■ **Source data**:
------------------------------------------------
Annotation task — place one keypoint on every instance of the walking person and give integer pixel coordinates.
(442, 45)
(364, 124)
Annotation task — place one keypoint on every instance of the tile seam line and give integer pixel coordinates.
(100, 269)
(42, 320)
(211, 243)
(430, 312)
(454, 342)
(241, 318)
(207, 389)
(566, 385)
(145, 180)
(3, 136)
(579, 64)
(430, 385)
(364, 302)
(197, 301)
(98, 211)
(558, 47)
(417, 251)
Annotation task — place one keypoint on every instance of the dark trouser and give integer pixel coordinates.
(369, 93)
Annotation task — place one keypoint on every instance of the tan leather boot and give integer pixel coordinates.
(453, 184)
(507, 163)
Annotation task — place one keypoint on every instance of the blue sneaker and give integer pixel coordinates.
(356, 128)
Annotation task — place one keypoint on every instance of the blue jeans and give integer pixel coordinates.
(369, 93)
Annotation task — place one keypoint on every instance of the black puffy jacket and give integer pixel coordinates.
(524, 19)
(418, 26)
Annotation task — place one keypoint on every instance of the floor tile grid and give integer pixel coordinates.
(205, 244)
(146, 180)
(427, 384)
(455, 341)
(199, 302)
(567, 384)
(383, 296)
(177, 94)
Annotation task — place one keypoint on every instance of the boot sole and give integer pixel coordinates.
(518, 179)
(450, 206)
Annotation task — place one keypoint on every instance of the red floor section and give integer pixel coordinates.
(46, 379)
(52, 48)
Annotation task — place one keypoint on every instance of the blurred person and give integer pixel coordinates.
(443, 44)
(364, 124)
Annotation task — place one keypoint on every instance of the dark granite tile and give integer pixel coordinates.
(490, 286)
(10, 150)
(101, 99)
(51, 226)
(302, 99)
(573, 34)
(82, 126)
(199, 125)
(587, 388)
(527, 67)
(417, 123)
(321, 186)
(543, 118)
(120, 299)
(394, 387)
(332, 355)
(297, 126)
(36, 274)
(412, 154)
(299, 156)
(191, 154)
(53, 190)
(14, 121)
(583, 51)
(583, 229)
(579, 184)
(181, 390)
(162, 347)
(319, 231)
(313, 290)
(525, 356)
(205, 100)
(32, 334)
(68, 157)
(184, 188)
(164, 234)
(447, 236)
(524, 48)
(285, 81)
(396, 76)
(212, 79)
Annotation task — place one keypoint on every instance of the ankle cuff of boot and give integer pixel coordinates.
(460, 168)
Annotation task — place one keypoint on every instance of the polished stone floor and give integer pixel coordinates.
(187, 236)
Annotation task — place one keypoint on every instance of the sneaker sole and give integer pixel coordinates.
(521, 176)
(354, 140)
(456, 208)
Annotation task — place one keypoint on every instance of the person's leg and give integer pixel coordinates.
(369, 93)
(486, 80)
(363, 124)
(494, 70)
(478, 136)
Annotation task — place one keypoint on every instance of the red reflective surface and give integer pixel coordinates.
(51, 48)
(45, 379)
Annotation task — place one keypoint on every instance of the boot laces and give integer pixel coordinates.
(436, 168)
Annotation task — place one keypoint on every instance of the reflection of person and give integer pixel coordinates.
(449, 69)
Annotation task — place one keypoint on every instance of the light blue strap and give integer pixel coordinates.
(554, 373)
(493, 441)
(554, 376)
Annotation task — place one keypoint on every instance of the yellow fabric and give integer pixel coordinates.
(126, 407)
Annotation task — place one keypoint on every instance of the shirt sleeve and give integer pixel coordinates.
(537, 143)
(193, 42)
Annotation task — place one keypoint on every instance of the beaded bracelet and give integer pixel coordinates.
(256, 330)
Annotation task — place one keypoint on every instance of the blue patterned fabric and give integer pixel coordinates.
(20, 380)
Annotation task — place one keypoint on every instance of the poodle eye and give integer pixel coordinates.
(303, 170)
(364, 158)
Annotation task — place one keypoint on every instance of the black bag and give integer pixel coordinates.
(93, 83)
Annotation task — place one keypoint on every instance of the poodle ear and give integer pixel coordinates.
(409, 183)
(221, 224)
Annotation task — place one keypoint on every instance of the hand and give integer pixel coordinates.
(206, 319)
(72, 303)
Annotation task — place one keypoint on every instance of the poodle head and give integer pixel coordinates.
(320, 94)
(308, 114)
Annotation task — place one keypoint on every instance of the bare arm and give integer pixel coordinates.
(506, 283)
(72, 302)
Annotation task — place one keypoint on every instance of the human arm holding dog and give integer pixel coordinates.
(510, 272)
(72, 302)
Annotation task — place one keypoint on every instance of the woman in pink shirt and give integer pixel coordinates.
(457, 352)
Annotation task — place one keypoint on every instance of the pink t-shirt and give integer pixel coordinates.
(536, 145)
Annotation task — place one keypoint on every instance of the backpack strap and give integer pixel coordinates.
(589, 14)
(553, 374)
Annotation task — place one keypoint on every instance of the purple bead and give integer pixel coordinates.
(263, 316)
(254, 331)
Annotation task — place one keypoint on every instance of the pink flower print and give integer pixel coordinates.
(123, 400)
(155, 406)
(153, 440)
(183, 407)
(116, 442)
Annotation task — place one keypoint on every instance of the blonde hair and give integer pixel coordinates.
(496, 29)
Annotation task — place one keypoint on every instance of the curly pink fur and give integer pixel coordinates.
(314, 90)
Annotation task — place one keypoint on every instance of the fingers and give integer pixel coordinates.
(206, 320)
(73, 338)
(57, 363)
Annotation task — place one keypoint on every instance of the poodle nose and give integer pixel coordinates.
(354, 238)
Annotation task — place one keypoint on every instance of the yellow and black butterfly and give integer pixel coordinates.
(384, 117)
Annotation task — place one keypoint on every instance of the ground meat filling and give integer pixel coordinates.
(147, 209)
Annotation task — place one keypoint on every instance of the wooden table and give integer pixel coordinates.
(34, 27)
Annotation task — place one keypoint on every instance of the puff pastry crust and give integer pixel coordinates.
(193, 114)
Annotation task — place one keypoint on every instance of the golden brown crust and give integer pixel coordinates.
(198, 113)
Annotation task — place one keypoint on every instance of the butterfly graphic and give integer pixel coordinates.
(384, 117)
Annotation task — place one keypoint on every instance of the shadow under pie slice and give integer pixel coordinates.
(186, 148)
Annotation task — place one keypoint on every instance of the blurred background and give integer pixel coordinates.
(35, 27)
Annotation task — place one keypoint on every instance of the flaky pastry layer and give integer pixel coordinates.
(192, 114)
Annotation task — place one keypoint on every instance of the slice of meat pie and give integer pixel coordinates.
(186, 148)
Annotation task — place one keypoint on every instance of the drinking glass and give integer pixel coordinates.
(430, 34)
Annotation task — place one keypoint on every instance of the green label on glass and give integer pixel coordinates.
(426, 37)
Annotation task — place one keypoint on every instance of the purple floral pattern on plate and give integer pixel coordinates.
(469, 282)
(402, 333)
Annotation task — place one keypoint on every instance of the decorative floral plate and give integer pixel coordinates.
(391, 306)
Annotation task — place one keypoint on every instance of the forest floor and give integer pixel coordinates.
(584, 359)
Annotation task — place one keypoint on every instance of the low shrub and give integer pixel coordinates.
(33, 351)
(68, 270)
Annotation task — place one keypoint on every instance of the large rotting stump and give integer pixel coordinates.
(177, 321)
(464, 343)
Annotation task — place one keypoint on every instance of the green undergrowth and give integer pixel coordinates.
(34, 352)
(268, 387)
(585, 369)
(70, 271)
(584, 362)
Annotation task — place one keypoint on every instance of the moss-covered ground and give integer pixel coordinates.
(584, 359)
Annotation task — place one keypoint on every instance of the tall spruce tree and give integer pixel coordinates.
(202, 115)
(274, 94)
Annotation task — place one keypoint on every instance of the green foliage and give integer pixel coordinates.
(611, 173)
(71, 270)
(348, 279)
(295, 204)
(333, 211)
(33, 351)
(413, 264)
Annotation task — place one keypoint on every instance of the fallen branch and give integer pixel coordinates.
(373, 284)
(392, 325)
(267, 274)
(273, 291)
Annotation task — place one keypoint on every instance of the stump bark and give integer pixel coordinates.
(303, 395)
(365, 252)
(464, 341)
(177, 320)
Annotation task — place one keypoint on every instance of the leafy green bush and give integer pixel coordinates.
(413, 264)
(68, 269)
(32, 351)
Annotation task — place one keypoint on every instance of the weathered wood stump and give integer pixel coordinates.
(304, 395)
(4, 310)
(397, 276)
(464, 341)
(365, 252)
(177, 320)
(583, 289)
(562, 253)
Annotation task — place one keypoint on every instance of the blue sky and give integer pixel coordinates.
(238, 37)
------------------------------------------------
Repeat only what runs from the line holding "floral plate and give integer pixel coordinates." to the end of the data, keeping every line exactly as written, first and last included.

Annotation task — place one keypoint on every instance of the decorative floral plate and give integer pixel coordinates.
(391, 306)
Annotation task — place one keypoint on every instance of the forest floor and give integer pixel coordinates.
(584, 359)
Annotation task — place one keypoint on every instance of the low shrub and give integer pixel coordinates.
(33, 351)
(68, 270)
Annotation task — place one keypoint on every instance of the large rotting stump and give integer pixel coordinates.
(177, 321)
(464, 343)
Annotation task — place one keypoint on every instance of the green undergrowth and give integer pixel coordinates.
(34, 352)
(268, 387)
(585, 369)
(70, 271)
(584, 362)
Annotation task — place one keypoint on every instance of the moss-covered ground and give integer pixel coordinates.
(584, 359)
Annotation task — place one keypoint on every instance of the tall spruce tree and give integer pixel coordinates.
(202, 115)
(274, 94)
Annotation task — place one keypoint on every instance of the green foliage and give integer pixel coordinates.
(611, 173)
(71, 270)
(348, 279)
(295, 204)
(333, 211)
(33, 351)
(413, 264)
Annotation task — place one keypoint on every instance of the fallen branch and give integer pixel coordinates.
(373, 284)
(392, 325)
(267, 274)
(273, 291)
Annotation task — place one keypoint on every instance of the stump bark and give integer pixel coordinates.
(303, 395)
(365, 252)
(464, 341)
(177, 320)
Annotation task — place one keypoint on every instance of the leafy green bush and give integer pixel coordinates.
(413, 264)
(68, 269)
(32, 351)
Annotation task — place one keypoint on every instance of the weathered wood stump and give integer pixel coordinates.
(304, 395)
(4, 310)
(397, 276)
(464, 341)
(365, 252)
(177, 320)
(583, 289)
(562, 253)
Annotation task — place one keypoint on every instance of the blue sky and give integer pixel coordinates.
(238, 37)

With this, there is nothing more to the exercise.